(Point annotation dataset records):
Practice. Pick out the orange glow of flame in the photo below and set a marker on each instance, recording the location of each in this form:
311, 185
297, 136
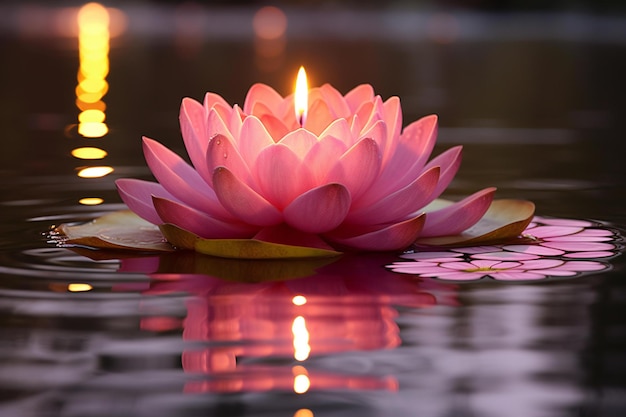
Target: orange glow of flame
95, 172
301, 97
79, 287
93, 44
91, 201
301, 346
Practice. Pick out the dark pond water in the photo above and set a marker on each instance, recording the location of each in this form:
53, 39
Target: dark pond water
536, 100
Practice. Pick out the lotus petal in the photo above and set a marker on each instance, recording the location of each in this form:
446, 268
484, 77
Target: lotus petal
281, 175
396, 236
275, 127
222, 152
358, 95
335, 101
254, 138
319, 117
137, 194
398, 205
393, 122
262, 93
357, 168
407, 160
449, 162
459, 216
322, 157
300, 142
211, 99
242, 201
319, 210
181, 180
194, 130
199, 223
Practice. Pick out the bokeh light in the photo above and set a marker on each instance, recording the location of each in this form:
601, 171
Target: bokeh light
95, 172
91, 201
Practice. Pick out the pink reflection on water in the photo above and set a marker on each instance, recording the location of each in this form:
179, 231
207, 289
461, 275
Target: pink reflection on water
348, 305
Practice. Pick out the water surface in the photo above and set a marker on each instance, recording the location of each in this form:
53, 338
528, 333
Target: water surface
537, 113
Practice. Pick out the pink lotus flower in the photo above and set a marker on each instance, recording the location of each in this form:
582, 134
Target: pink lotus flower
350, 177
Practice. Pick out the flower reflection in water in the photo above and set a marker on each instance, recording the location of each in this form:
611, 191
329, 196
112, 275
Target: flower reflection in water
262, 336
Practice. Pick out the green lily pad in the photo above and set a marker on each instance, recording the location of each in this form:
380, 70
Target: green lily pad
119, 230
503, 222
240, 248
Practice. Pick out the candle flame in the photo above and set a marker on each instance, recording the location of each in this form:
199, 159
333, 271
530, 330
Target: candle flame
301, 97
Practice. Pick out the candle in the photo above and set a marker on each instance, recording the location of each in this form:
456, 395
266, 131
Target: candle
301, 96
340, 173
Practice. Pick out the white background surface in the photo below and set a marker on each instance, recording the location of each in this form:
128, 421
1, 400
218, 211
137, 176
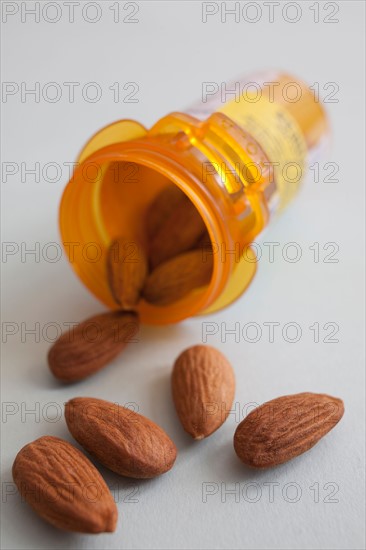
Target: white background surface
169, 53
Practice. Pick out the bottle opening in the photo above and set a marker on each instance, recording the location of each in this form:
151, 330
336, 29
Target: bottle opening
109, 198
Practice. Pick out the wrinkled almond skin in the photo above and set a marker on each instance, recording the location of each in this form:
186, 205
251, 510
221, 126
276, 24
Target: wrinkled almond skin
88, 347
203, 385
178, 233
127, 269
122, 440
286, 427
64, 487
172, 280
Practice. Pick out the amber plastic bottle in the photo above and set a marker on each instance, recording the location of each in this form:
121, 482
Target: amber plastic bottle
239, 161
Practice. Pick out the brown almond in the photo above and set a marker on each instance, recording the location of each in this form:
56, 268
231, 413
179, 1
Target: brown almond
178, 233
161, 207
203, 385
172, 280
64, 487
127, 269
286, 427
89, 346
122, 440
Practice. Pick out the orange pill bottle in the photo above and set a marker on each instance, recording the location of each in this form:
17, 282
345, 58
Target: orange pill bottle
239, 155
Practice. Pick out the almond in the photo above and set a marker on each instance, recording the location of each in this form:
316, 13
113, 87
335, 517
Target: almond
126, 271
64, 487
203, 385
178, 233
286, 427
175, 278
87, 348
122, 440
161, 207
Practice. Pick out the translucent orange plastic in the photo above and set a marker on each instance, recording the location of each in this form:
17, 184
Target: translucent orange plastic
221, 166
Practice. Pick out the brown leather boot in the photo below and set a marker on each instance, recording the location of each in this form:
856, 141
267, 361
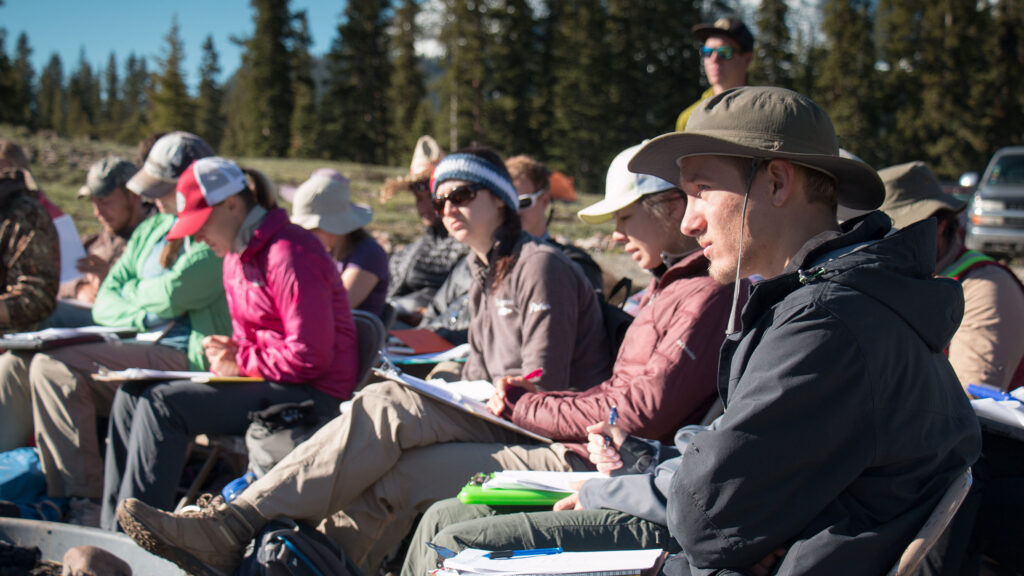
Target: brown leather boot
208, 542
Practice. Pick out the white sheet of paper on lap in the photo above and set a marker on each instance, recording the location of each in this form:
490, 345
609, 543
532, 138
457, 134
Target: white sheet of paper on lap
606, 563
539, 480
71, 248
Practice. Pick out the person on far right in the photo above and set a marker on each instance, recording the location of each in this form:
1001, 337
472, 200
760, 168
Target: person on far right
989, 343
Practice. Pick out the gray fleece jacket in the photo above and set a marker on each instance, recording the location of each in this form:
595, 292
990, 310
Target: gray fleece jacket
844, 421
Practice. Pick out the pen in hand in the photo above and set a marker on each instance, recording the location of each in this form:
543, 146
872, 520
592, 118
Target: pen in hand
612, 418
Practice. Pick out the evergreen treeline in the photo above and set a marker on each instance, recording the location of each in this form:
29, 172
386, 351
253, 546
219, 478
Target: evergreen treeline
570, 81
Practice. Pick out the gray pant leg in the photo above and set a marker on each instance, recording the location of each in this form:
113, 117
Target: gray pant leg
167, 416
15, 401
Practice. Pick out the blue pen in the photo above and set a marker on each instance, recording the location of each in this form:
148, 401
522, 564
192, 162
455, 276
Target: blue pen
978, 391
612, 418
520, 553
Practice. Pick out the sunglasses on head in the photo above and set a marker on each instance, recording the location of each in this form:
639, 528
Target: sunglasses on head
527, 200
724, 52
459, 196
420, 187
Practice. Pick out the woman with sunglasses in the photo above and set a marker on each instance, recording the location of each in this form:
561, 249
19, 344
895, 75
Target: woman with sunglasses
530, 307
292, 328
726, 53
365, 475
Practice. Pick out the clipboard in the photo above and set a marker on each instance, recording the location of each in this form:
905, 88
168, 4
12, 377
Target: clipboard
142, 374
56, 337
452, 398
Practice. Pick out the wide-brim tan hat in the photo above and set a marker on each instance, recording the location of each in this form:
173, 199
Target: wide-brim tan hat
913, 194
324, 202
764, 122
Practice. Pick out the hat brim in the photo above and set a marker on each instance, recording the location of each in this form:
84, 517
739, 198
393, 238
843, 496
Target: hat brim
148, 186
916, 210
858, 186
350, 220
604, 210
188, 223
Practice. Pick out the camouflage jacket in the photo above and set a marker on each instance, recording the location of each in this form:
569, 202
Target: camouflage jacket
30, 255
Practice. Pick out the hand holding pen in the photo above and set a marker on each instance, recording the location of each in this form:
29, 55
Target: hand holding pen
604, 440
497, 402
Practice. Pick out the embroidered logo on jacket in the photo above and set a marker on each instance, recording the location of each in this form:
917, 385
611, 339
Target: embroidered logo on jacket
539, 306
505, 305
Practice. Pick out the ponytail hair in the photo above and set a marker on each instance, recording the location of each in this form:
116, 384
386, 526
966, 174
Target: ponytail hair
259, 190
508, 233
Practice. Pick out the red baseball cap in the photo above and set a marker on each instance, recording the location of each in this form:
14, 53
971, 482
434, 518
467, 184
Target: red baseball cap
205, 183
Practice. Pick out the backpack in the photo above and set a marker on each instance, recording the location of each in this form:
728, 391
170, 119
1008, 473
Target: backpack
287, 547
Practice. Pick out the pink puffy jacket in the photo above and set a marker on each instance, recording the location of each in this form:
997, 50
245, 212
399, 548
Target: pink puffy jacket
290, 311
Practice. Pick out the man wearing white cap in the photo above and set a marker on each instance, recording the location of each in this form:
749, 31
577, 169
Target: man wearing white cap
844, 423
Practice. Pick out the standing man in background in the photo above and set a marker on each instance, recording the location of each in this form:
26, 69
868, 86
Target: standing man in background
726, 54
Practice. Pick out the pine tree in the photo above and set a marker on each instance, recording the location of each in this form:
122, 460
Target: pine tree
172, 107
267, 90
407, 91
579, 144
52, 114
210, 101
954, 103
512, 49
355, 106
305, 121
773, 59
23, 84
83, 98
134, 100
846, 86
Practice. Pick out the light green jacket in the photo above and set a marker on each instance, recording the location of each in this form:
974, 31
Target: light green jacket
194, 286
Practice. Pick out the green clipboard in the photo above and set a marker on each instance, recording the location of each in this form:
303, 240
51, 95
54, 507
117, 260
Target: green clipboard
473, 493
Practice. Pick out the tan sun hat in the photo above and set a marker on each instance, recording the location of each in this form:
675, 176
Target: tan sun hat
912, 194
325, 202
426, 156
764, 122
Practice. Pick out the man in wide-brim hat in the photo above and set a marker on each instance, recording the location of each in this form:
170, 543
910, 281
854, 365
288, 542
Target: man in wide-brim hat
844, 423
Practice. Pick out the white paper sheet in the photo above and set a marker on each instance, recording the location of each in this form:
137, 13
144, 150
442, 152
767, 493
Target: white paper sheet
71, 248
472, 561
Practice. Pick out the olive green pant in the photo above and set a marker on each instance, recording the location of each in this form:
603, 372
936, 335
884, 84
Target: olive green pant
457, 526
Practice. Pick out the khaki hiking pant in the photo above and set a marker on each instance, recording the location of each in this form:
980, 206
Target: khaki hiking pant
388, 458
15, 401
66, 402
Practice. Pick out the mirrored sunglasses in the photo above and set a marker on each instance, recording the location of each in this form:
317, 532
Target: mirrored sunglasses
724, 52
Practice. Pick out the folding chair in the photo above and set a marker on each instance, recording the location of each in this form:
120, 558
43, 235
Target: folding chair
934, 526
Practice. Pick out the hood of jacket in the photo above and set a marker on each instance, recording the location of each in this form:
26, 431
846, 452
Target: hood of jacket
895, 268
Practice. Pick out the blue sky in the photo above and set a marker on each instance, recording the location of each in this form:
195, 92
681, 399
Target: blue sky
100, 27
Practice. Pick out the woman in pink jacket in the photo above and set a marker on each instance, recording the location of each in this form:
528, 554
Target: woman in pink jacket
292, 327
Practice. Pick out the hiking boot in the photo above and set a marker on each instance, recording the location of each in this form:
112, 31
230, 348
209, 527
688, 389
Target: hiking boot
206, 542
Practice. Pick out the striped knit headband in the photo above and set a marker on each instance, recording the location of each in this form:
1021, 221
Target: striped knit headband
477, 170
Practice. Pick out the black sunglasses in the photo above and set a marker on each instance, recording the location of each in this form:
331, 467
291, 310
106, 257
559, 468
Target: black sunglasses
459, 196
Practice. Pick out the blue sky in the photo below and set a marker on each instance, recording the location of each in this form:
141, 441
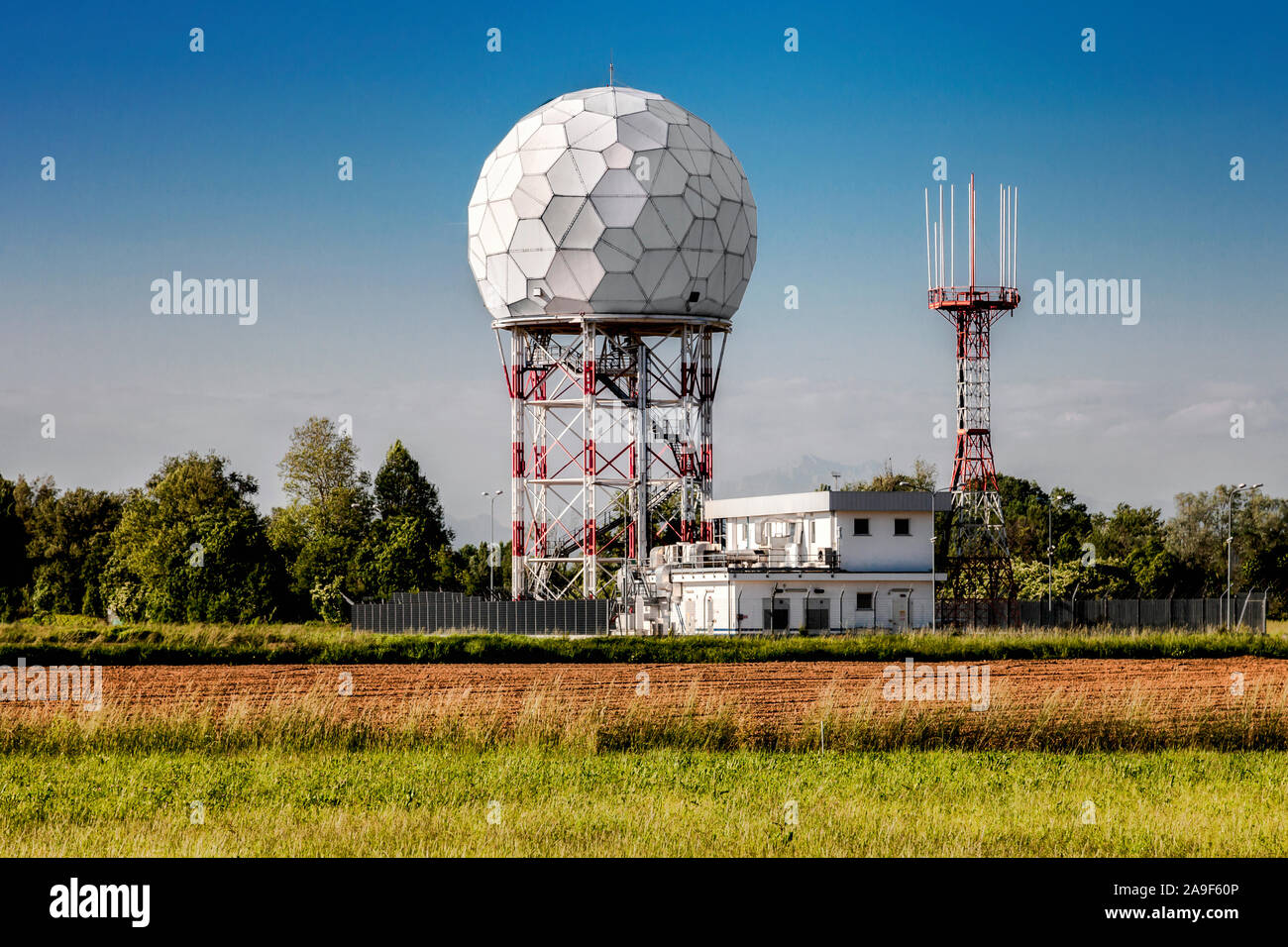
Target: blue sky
223, 163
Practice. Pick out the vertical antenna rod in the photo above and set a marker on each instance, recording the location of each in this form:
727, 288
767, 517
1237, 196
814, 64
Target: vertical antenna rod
928, 283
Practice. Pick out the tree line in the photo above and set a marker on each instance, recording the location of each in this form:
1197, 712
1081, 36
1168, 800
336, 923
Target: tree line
1132, 552
192, 545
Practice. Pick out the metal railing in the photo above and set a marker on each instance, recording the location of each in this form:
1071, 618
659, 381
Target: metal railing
761, 560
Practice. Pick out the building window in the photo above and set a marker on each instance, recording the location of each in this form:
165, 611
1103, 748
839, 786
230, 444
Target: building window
816, 615
777, 612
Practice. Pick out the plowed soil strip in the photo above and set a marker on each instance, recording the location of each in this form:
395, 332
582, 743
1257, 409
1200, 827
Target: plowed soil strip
758, 692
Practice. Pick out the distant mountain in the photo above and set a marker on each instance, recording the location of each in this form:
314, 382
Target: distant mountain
803, 475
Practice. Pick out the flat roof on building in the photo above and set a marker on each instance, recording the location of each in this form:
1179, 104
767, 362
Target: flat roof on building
829, 500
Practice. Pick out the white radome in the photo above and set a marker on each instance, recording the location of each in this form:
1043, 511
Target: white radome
612, 201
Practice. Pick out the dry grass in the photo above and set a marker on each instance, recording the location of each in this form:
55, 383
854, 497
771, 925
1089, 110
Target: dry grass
322, 720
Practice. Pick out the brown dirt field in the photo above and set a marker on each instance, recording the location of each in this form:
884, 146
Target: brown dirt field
761, 693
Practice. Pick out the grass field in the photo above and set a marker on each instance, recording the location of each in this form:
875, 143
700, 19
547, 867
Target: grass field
662, 801
72, 639
935, 780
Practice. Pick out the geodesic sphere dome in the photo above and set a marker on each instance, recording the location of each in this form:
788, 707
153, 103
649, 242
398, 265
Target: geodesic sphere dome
614, 201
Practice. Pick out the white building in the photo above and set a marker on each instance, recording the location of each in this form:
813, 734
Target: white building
825, 561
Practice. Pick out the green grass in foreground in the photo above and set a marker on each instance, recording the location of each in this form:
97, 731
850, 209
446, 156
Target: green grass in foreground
563, 801
85, 641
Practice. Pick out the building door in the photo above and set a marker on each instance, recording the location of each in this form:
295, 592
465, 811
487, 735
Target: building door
900, 608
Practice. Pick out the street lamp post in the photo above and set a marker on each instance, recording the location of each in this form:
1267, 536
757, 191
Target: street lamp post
1229, 549
490, 545
1050, 552
934, 603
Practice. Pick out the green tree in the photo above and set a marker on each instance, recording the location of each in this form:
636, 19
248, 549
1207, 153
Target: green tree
192, 547
69, 544
400, 489
922, 478
322, 530
14, 567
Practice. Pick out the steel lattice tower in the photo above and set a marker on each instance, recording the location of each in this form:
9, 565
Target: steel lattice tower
979, 556
612, 235
610, 445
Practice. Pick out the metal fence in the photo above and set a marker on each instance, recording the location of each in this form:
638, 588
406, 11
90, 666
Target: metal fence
445, 611
1248, 611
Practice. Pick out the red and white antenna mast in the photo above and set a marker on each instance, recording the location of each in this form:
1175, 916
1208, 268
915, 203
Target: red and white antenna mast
982, 581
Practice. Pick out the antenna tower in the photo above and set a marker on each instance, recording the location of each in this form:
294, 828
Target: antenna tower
980, 579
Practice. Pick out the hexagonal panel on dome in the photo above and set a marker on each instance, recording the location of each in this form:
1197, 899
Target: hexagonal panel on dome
612, 201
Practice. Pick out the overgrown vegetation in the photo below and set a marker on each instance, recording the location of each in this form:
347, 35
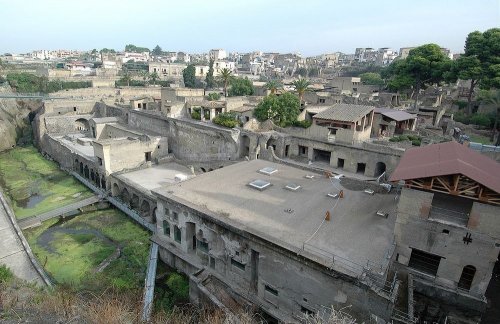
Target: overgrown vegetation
36, 185
5, 274
226, 119
30, 83
415, 140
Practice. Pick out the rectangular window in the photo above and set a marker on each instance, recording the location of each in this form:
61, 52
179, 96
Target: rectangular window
424, 262
271, 290
177, 234
166, 228
202, 246
238, 265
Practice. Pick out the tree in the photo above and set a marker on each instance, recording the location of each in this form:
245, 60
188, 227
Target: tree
301, 87
225, 77
480, 63
210, 80
282, 110
189, 76
273, 86
371, 78
493, 97
154, 77
157, 51
424, 65
241, 87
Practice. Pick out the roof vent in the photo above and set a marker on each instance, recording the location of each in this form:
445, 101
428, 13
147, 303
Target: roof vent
268, 170
259, 184
292, 187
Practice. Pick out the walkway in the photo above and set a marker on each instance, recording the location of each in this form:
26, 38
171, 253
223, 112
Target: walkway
15, 252
37, 220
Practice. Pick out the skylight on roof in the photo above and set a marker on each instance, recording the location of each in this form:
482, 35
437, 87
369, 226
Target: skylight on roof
259, 184
292, 187
268, 170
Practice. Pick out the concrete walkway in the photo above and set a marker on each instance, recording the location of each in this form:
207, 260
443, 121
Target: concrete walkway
12, 251
37, 220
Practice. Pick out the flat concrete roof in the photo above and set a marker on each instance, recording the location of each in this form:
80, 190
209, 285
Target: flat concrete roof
292, 218
82, 150
156, 176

(TASK STATEMENT): Please retype, exactly as written, every line from the line containing "Practice. Pick out the tree in" through the last line of the records above, including both of those lines, and nothing else.

(ANSWER TO THIS PROBLEM):
Practice. Pick out the tree in the photo above and set a marker on each instance, recording the location of each in this form:
245, 60
188, 227
Target: tree
301, 87
225, 77
480, 63
210, 80
282, 110
189, 76
273, 86
371, 78
493, 97
154, 77
157, 51
424, 65
241, 87
Practice. Pick out the roof vent in the photo above and set a marker on each instance, recording the location of each in this form:
445, 101
428, 13
147, 303
Target: roof vent
268, 170
259, 184
292, 187
Practice. Pick out the walkway in the photo above and set a marker on each instance, recording the location of each in this form:
26, 38
171, 253
223, 112
Target: walkway
15, 252
37, 220
Practice. Pick out the skylight on roof in the photo above and set a marker on each instance, recording the location of each in this form:
482, 35
437, 87
369, 226
Target: skylight on roof
259, 184
292, 187
268, 170
Practice. Pick out the concrete walkway in the photo above and set a marker on each instance, recording the location of each in this form:
207, 260
443, 121
Target: concrete walkway
12, 251
37, 220
Practice. Pick out the flat concrete roof in the photo above and set a marker on each instance, recording the location of each in this form:
80, 190
209, 285
Target: flat concrete roof
292, 218
82, 150
156, 176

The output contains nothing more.